>> BEGIN SUPPLIED DATA

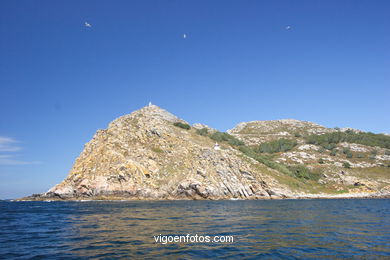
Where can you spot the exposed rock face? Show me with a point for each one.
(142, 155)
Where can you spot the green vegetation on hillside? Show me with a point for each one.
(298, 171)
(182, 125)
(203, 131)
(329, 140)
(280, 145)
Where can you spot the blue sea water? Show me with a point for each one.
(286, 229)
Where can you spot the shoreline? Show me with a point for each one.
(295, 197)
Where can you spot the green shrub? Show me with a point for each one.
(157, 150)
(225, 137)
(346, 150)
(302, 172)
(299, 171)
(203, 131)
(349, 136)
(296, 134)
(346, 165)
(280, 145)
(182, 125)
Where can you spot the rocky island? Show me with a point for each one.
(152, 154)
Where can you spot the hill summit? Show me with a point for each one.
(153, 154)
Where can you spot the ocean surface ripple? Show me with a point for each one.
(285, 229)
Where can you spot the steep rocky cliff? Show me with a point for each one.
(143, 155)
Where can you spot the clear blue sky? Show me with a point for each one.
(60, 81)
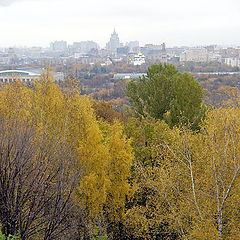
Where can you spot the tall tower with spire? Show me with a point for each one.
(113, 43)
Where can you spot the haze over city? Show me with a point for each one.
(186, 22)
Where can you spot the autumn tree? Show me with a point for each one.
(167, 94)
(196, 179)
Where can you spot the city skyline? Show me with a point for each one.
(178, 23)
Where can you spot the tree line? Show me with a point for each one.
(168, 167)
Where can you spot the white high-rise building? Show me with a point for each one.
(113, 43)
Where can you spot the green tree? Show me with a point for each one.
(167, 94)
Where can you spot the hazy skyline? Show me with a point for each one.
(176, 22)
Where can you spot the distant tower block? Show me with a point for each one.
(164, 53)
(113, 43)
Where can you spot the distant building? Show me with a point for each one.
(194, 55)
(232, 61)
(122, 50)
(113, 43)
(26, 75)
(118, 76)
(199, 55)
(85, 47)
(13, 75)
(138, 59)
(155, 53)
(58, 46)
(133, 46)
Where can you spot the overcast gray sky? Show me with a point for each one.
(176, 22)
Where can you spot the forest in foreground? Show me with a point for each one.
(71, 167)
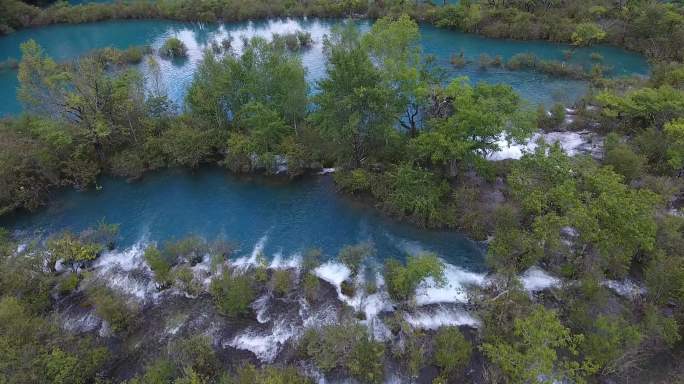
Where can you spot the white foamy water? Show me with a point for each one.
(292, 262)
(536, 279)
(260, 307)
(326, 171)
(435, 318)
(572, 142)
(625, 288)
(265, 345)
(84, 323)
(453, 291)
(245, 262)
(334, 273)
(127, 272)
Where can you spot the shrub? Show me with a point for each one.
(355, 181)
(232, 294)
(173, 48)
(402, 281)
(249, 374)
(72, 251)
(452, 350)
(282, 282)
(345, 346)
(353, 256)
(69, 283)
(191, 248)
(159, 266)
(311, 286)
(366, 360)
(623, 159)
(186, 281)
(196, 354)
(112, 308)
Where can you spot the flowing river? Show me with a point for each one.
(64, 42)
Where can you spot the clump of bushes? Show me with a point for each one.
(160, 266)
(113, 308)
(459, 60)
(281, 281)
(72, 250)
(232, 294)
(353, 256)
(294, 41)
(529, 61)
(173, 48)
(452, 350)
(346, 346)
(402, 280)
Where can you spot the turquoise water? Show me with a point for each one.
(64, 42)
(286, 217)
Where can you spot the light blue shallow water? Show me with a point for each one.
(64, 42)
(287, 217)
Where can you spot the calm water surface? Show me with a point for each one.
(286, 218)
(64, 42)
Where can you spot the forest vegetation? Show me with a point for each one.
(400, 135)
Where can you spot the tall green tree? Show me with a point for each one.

>> END SUPPLIED DATA
>> BEGIN SUPPLIED DATA

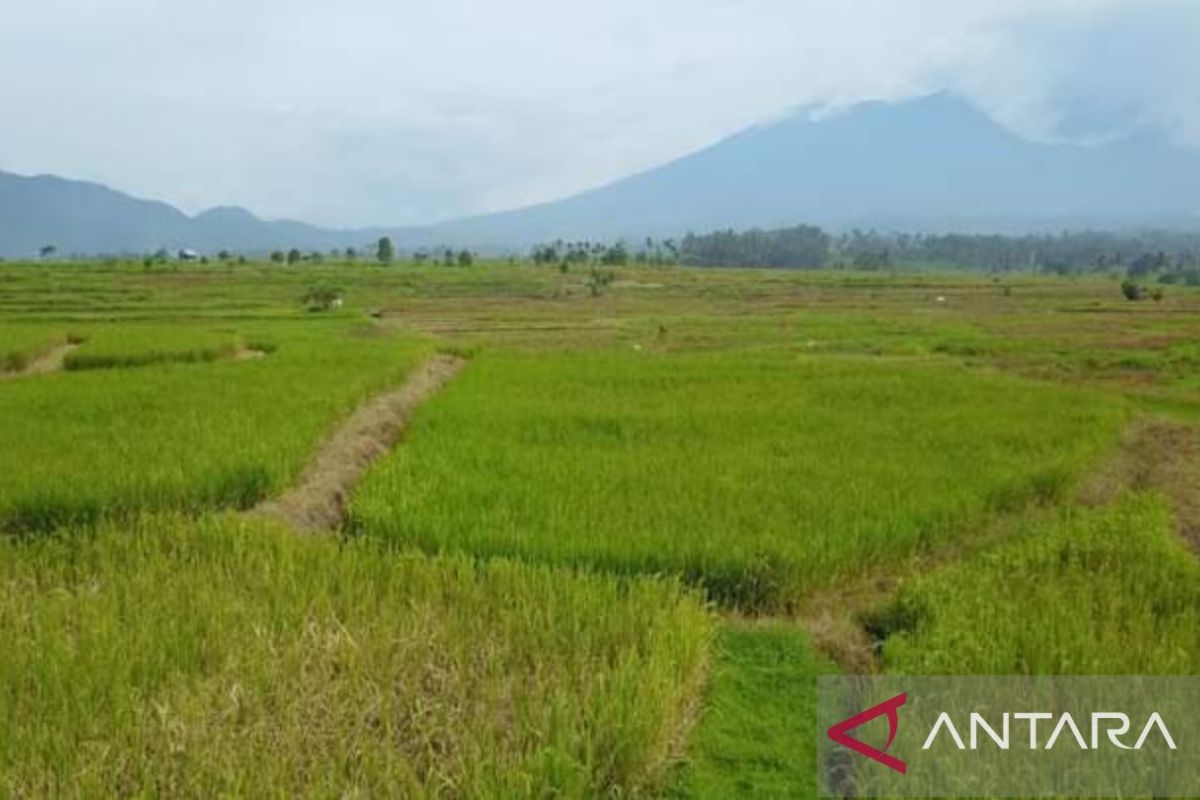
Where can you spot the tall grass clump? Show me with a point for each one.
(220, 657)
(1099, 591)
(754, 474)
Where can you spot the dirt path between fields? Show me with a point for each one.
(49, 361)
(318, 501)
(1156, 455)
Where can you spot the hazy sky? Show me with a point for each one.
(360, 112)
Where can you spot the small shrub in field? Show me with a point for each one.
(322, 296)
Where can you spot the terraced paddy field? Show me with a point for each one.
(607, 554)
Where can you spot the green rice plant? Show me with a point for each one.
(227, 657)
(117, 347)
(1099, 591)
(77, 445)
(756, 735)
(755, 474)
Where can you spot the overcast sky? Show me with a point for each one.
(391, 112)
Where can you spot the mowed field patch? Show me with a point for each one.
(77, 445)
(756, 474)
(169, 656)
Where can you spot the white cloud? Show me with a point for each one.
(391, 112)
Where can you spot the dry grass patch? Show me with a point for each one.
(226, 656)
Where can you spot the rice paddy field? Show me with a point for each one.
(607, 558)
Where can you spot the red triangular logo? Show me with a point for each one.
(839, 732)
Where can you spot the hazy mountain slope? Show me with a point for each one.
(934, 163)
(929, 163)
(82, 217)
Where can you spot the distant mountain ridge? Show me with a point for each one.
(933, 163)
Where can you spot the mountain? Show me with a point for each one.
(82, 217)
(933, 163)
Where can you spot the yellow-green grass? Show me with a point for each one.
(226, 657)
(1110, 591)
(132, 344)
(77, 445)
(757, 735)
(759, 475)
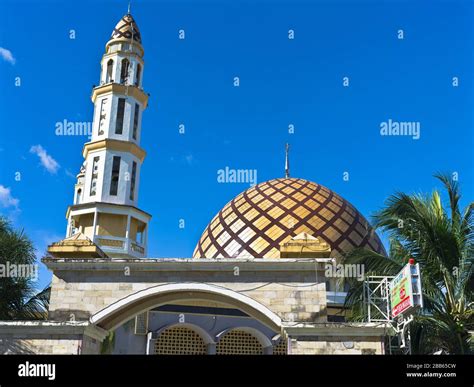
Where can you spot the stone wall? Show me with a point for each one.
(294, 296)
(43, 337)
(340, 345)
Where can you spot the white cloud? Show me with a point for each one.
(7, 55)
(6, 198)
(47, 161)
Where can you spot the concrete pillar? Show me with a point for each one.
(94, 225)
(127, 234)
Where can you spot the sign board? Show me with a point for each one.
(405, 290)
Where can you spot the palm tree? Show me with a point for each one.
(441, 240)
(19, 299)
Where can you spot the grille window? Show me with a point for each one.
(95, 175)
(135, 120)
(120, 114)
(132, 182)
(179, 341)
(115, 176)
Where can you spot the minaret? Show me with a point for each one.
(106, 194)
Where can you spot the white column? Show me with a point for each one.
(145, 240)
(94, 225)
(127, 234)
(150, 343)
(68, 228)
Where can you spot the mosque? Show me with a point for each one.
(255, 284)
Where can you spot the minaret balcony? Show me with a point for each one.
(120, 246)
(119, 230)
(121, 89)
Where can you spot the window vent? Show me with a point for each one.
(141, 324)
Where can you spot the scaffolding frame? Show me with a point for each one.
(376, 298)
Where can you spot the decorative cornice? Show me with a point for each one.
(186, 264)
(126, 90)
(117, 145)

>> END SUPPLIED DATA

WHAT YOU SHOULD DO: Pick out each line of the records that contains the word "clump". Case counts.

WRITTEN REPLY:
Where can you spot the clump of bushes? Show me with a point for each one.
Where can you spot the tall grass clump? Show me with a point for each one.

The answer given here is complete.